Problem requirements –
All of the entries below should be printed exactly; the pictures are to be left out.

[Referring expression data]
↓↓↓

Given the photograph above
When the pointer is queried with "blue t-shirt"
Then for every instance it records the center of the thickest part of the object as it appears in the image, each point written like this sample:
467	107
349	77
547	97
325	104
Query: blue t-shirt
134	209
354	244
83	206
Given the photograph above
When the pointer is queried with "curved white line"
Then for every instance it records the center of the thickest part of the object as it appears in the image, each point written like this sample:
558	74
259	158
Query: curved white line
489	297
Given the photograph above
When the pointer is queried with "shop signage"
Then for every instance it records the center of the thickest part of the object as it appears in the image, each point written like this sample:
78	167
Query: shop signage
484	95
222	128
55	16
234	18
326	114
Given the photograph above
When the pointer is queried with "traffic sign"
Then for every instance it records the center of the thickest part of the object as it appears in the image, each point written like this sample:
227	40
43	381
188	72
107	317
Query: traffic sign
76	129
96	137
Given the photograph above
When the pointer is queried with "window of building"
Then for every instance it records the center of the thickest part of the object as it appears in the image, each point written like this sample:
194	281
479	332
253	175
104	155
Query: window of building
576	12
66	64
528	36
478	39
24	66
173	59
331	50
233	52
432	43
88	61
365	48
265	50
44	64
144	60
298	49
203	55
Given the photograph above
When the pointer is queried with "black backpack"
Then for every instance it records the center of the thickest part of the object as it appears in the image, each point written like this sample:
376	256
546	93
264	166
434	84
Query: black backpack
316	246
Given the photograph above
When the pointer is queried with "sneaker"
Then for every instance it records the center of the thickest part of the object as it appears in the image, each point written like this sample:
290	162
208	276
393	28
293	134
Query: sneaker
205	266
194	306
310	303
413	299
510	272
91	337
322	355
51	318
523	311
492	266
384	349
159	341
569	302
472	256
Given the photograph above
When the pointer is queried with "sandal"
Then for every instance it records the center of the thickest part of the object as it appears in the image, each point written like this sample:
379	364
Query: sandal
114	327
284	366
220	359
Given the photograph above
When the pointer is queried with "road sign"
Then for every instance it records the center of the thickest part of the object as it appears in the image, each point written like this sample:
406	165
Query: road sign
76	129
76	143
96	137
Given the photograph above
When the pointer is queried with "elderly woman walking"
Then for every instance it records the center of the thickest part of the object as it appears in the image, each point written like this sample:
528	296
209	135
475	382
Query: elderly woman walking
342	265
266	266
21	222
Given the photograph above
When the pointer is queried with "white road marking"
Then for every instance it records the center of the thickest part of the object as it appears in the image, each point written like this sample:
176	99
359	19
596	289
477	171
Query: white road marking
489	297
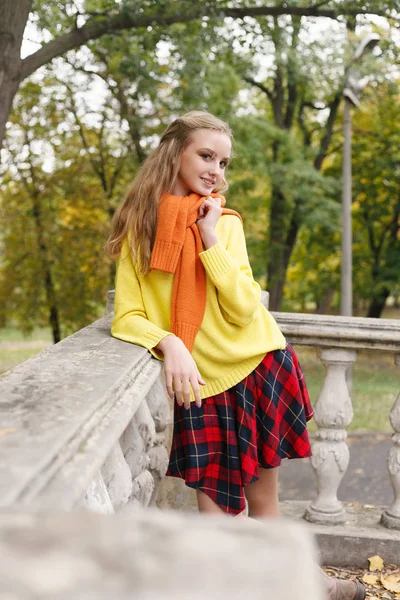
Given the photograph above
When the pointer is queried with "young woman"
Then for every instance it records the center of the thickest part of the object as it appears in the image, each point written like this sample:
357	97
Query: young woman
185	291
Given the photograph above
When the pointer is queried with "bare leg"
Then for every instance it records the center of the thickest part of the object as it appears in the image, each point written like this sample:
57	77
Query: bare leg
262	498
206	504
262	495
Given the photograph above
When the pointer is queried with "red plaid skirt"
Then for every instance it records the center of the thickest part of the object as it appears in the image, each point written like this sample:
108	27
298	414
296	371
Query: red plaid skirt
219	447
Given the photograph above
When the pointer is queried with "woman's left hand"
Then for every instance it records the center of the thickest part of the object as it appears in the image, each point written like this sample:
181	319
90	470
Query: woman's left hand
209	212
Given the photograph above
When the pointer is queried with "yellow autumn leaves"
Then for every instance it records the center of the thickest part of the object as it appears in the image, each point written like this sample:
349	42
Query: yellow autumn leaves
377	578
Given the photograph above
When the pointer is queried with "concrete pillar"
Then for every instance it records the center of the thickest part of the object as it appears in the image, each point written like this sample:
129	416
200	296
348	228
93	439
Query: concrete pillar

↑↑↑

Task solution –
Given the photograph above
When the pointer is queried with "blue t-shirt"
Then for every instance it records the center of the thickest part of the object as it appears in the image, each point written like this sample:
467	107
349	77
547	97
325	104
Query: blue t-shirt
134	209
354	244
83	206
Given the photograph above
When the pointer is queried with "curved white line"
Then for every instance it records the center of the thickest part of the object as it appears in the image, each point written like this sample:
558	74
259	158
Query: curved white line
489	297
Given the photograph above
When the pointer is queried with "shop signage"
Then for every instance it records the center of the thickest part of the object as it appears in the image, each point written like this sample:
78	167
Query: shop signage
484	95
222	128
55	16
234	18
326	114
Given the photograph above
When the pointer is queried with "traffic sign"
Then for every instance it records the center of the thickest part of the object as it appears in the image, each point written like this sample:
227	40
43	381
188	72
107	317
Query: traffic sign
76	129
96	137
Given the photograph above
When the pointer is queried with "window of building"
Then for every instance it records the center of the thickest part of the object as it appears in the image, each point written like this sample:
194	281
479	332
253	175
104	155
Query: window of building
576	12
66	64
528	36
478	39
24	66
173	59
331	50
233	52
432	43
88	61
365	48
265	50
44	64
144	60
298	49
203	55
Given the photograph above
When the pointer is queried with "black backpack"
Then for every instance it records the center of the thickest part of the object as it appears in the image, each point written like this sample:
376	256
546	93
264	166
434	84
Query: black backpack
316	246
Given the photograph above
When the pointer is queried with "sneaker"
Then for every instance it records the center of the thickest part of the object as it appears in the image, each point written like this sample:
290	162
208	276
393	28
293	134
Query: sneaker
205	266
194	306
310	303
413	299
510	272
91	337
322	355
51	318
523	311
492	266
384	349
159	341
569	302
472	256
Given the photograph above
When the pointer is queried with "sandal"
Then for every instance it records the center of the thickest part of the object as it appears in the image, each point written like this sample:
379	364
Query: sandal
114	327
284	366
220	359
Given the photograph above
When the pointer is queried with "road sign"
Then for every instance it records the center of the thickest part of the object as it appears in the image, each point written like this sample:
406	165
Query: road sign
76	129
76	143
96	137
Given the photograph above
When the pointer is queried with "elderly woman walking"
Then for every instance it records the center of the thickest part of the object as it appears in the image, each point written like this sample:
528	296
209	135
475	382
Query: elderly woman walking
342	265
266	266
21	222
Given the photograph above
When the pointer is queried with "white road marking"
Then for every instance it records the center of the thickest part of the object as it appears in the image, each point written like this sample:
176	99
359	19
596	289
477	171
Query: white road marking
489	297
Given the photograph above
When the pointer is queried with "young woman"
Then for every instance it records the center of the thickest part of the object as it appears in the image, each point written like this sample:
357	97
Query: young woman
185	291
Given the photograph above
When the pointer is queried with "bare leg"
Then for every instance it records the center of the thickest part of the object as it appears in the image, each point written like this sample:
57	77
Query: bare leg
262	498
206	504
262	495
Given the photograph above
When the pointer is queried with "red plaid skirt"
Then for every instance it records the center of the thickest part of the object as it appears in the image, each point written like this sample:
108	27
298	414
296	371
Query: red plaid skirt
219	447
Given the photograph above
When the pointer is queried with "woman's left hand"
Then for every instance it records the center of the thickest part of the object as it appears in the image, each point written like this sample:
181	319
90	470
Query: woman's left hand
209	212
Given the photograph above
When the pointer is queried with "yellow autumn leaves"
Then for every instance it records the center of the thickest part of the object as it appears in the image, each point written like this sample:
349	42
Query: yellow autumn leaves
377	578
Given the photograph above
When the pointer is queried with "concrete pillar"
Then for every instance it records the center of the thickest part of the object as it appears in the image, each point written like this sample:
129	416
200	296
348	228
93	439
Query: concrete pillar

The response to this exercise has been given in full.